++++ RECORD EXTRACTS

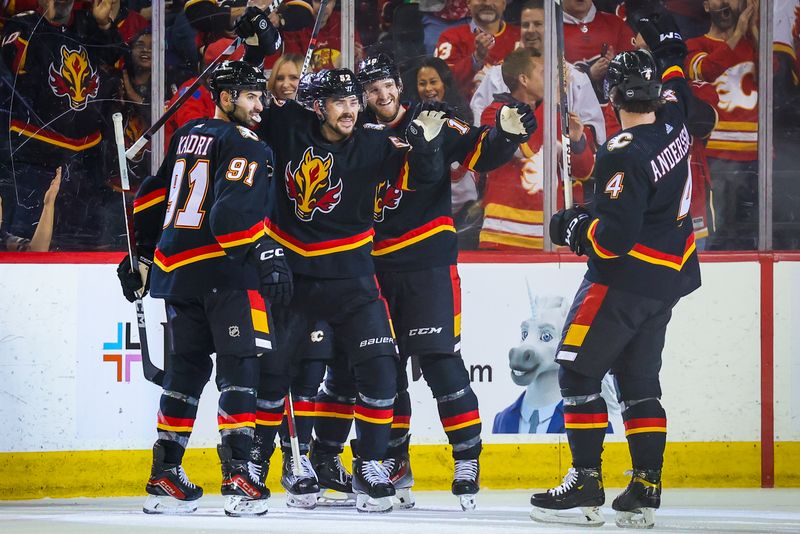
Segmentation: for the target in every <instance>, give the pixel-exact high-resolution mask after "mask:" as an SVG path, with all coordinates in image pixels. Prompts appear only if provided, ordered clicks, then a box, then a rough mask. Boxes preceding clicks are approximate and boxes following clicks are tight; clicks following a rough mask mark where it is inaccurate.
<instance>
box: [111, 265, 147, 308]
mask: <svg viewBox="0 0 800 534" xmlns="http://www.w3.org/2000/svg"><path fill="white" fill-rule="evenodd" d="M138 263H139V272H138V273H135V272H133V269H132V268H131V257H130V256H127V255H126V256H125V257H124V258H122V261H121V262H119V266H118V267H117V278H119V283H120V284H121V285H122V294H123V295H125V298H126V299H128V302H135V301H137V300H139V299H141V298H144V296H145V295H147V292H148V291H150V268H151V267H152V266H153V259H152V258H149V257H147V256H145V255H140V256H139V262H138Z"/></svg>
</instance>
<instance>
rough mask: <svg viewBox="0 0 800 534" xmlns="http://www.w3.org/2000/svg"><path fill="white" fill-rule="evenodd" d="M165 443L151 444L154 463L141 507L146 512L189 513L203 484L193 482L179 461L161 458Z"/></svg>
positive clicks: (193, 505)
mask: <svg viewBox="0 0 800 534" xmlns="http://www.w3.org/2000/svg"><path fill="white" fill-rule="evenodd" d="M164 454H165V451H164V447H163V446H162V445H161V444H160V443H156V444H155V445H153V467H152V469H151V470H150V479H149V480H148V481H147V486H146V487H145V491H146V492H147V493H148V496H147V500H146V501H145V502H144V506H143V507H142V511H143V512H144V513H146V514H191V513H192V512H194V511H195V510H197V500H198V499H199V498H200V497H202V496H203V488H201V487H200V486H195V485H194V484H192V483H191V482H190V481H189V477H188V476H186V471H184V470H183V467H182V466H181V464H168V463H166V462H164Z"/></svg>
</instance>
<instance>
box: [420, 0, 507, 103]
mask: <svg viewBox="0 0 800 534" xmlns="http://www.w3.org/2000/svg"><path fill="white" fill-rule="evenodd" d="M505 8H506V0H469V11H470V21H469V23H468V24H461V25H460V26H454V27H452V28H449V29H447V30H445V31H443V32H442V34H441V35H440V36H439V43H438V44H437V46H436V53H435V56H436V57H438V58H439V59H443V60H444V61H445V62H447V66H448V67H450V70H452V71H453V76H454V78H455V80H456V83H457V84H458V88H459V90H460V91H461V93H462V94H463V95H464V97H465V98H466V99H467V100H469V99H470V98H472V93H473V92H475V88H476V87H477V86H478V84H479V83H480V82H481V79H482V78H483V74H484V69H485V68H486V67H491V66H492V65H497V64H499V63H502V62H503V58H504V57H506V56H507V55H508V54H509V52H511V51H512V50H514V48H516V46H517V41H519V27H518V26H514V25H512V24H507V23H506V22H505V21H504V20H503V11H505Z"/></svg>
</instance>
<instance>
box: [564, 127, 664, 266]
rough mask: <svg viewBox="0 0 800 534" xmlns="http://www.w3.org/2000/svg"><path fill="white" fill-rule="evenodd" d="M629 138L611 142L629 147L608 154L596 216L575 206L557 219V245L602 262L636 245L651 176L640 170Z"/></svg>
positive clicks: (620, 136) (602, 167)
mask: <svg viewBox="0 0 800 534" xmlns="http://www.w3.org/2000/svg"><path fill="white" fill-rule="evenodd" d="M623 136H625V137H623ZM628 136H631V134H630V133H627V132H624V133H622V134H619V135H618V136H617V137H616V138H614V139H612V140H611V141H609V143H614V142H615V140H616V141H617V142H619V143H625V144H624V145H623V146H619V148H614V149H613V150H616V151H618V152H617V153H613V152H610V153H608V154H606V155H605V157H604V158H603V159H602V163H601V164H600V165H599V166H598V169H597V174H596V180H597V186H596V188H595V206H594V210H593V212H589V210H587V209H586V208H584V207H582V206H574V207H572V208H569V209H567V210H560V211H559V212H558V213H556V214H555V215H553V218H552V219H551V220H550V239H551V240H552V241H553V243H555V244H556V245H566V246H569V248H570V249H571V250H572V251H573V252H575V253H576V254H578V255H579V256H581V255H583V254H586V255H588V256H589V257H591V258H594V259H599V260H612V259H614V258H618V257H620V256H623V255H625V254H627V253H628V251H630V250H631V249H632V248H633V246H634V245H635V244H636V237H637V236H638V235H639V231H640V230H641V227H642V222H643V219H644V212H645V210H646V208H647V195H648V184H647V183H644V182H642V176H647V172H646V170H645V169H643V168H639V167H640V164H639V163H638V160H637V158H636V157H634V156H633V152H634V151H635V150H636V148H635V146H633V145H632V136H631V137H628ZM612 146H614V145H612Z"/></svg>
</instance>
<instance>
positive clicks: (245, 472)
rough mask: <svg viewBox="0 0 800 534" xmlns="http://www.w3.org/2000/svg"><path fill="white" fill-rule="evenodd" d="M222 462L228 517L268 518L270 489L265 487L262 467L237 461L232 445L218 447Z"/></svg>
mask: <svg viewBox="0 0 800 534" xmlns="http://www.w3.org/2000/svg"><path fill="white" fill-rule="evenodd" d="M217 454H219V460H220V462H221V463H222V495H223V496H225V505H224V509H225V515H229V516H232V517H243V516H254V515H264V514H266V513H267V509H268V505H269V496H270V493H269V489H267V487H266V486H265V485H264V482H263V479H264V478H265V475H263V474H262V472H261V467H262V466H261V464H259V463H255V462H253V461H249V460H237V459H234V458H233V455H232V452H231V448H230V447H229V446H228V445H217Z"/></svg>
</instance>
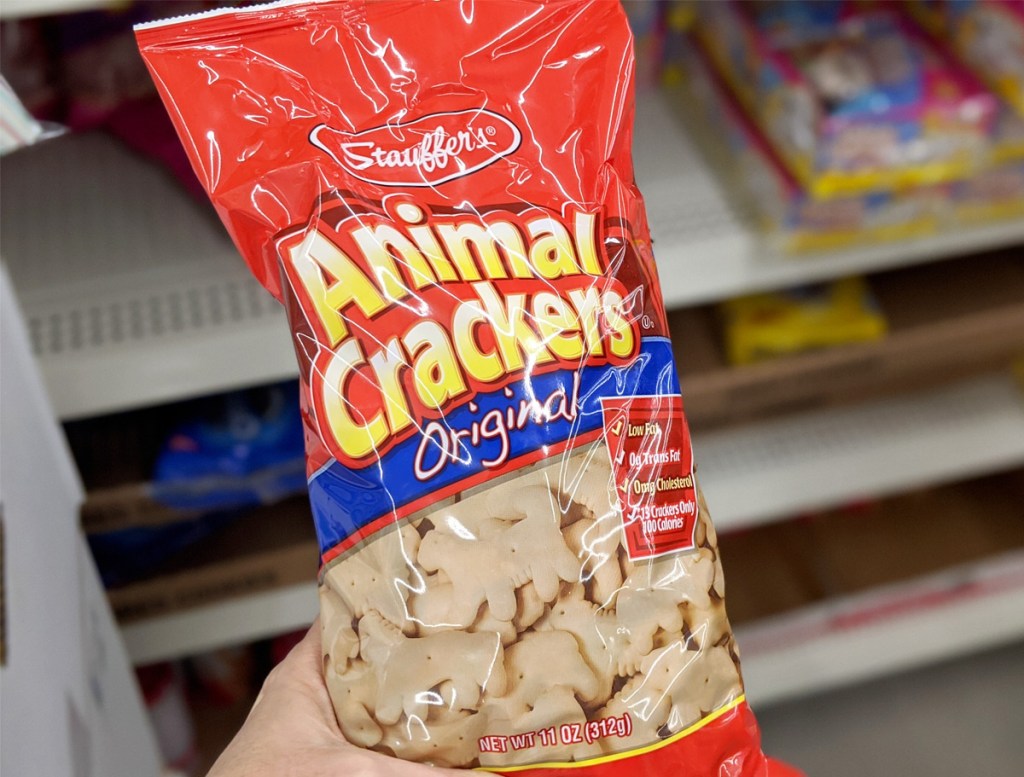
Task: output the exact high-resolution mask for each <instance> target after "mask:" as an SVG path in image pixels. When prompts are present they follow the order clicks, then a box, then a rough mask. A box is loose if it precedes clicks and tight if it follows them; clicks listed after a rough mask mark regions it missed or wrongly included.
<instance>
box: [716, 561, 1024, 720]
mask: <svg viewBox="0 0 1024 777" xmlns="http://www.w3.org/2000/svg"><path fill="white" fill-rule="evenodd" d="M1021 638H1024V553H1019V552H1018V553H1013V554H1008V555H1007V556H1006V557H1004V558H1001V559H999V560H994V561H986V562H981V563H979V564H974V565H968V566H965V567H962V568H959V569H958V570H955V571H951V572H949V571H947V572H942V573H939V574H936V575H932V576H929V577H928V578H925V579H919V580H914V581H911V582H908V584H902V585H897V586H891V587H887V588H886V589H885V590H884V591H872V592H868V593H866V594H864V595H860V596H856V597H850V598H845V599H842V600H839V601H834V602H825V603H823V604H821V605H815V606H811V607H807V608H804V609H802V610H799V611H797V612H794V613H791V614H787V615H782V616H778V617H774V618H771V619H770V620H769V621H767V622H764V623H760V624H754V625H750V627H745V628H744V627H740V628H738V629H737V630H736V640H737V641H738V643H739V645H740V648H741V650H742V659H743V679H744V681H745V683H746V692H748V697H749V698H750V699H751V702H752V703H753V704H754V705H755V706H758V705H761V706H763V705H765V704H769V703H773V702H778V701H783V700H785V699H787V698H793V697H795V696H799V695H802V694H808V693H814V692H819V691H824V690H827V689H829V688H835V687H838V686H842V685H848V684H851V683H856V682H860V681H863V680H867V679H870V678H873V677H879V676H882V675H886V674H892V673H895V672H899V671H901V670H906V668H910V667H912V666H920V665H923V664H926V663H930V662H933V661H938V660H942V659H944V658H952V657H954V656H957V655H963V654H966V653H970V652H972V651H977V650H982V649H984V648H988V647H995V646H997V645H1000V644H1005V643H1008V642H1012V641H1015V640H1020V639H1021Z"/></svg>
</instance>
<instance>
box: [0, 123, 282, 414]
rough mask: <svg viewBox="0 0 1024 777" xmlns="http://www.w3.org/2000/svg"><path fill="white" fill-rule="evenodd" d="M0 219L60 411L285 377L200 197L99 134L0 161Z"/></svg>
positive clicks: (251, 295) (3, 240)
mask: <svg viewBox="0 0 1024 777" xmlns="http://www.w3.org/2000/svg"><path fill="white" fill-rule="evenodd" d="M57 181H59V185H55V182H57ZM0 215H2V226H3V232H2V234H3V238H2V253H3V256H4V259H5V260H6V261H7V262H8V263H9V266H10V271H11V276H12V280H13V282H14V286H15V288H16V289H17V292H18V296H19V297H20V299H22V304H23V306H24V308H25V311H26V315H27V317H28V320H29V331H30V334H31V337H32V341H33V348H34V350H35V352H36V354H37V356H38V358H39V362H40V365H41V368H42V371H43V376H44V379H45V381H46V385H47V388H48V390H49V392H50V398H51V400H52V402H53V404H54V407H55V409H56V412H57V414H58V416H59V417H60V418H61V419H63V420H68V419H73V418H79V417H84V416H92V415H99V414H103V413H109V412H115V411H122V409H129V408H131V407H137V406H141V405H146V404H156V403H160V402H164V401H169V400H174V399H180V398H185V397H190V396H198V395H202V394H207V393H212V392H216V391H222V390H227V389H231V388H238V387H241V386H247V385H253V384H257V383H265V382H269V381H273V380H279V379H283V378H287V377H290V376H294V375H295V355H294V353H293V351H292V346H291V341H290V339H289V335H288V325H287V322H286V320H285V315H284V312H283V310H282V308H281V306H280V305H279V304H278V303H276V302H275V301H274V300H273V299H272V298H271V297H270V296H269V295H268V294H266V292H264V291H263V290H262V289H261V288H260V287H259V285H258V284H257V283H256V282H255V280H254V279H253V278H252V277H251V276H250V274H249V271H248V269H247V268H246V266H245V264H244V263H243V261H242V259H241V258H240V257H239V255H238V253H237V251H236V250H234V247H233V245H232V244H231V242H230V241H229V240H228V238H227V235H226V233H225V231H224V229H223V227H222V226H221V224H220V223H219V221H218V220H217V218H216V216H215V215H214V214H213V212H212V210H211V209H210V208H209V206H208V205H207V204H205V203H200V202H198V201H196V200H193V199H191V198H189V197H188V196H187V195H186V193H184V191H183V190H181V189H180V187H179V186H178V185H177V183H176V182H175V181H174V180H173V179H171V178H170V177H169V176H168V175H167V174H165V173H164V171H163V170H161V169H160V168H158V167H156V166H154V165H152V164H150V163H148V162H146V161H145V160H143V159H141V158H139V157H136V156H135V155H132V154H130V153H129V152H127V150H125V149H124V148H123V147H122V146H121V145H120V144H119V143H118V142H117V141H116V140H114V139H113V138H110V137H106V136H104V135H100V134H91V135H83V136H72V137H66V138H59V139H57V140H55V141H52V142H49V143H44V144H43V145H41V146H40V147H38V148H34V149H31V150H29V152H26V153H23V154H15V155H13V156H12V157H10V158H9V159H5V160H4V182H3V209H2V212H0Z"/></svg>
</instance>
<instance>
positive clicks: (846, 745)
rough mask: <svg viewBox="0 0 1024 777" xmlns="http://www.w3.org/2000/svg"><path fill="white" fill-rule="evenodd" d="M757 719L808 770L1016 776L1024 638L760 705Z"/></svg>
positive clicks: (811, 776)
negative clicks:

++++++++

Gather every line of the records that contains the string "pixels", treating uppercase and lowercase as distinct.

#### RESPONSE BELOW:
Segmentation: for the target in every <instance>, give the pixel-exact high-resolution mask after "mask:" as an SVG path, with all coordinates in image pixels. Prompts appear only if provided, ordered clicks, then a box, then a rough mask. Boxes preceding clicks are approximate and boxes following clicks are tight; clicks following a rough mask mark where it is inaccurate.
Task: output the exact high-resolution mask for each <instance> target after "mask:" as an SVG path in image pixels. When prompts are present they follow the order clicks, then a box, then a rough mask. A box is loose if it precedes clicks and tight if it follows them; clicks listed after a rough mask mark regions it missed or wrongly included.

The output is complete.